• _Page text_
- - - - - - -

Gervase Markham wrote on 7/30/2009 9:06 AM: 
> On 29/07/09 23:23, Ian Hickson wrote:
>>   * Remove external policy files.
> 
> I'm not sure how that's a significant simplification; the syntax is
> exactly the same just with an extra level of indirection, and if that
> makes things too complicated for you, don't use them.

If both a policy definition and a policy-uri field are present, CSP fails 
closed.  Not allowing external policy files means avoiding this issue entirely 
-- one less point of potential failure.

That said, the external policy file may actually make CSP easier to deploy for 
some organizations.  If authors are responsible for including the CSP header 
via a dynamic language, but another person is responsible for 
creating/maintaining the actual CSP policy definitions, then having them in 
multiple external policy files may make it easier to separate the duties.


>>   * If there are multiple headers, fail to fully closed.
> 
> How is this a simplification? It means that if there are multiple people
> (e.g. an ISP and their customer) who want input into the policy, the ISP
> or the customer has to manually merge and intersect the policies to make
> one header, rather than the browser doing it. In other words, the
> intersection code gets written 1000 times, often badly, rather than
> once, hopefully right.

Wouldn't an ISP have to leave all the restrictions wide-open?  Since 
intersecting policies can only result in a more restrictive policy, I don't 
think an ISP could lock down anything as it would disallow it for all of their 
client sites.  The only feature of intersecting policies that I see them taking 
advantage of is the report-uri, so that they get a report too.  Or maybe I just 
need to see a practical example of a policy that an ISP would implement.

- - - - - - -

• _Dataset excerpt_
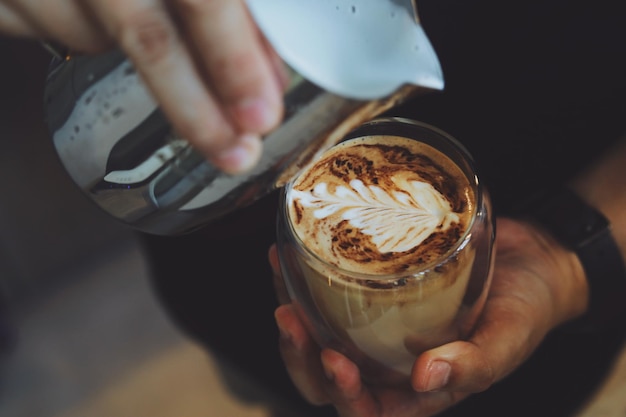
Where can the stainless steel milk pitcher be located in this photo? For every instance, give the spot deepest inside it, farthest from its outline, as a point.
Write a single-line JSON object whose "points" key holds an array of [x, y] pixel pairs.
{"points": [[120, 150]]}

- - - - - - -

• _What needs to be done_
In the message about CSP, what happens if both a policy definition and a policy-uri field are present? The material here is separate from the message about CSP.

• _Solution to the problem_
CSP fails closed.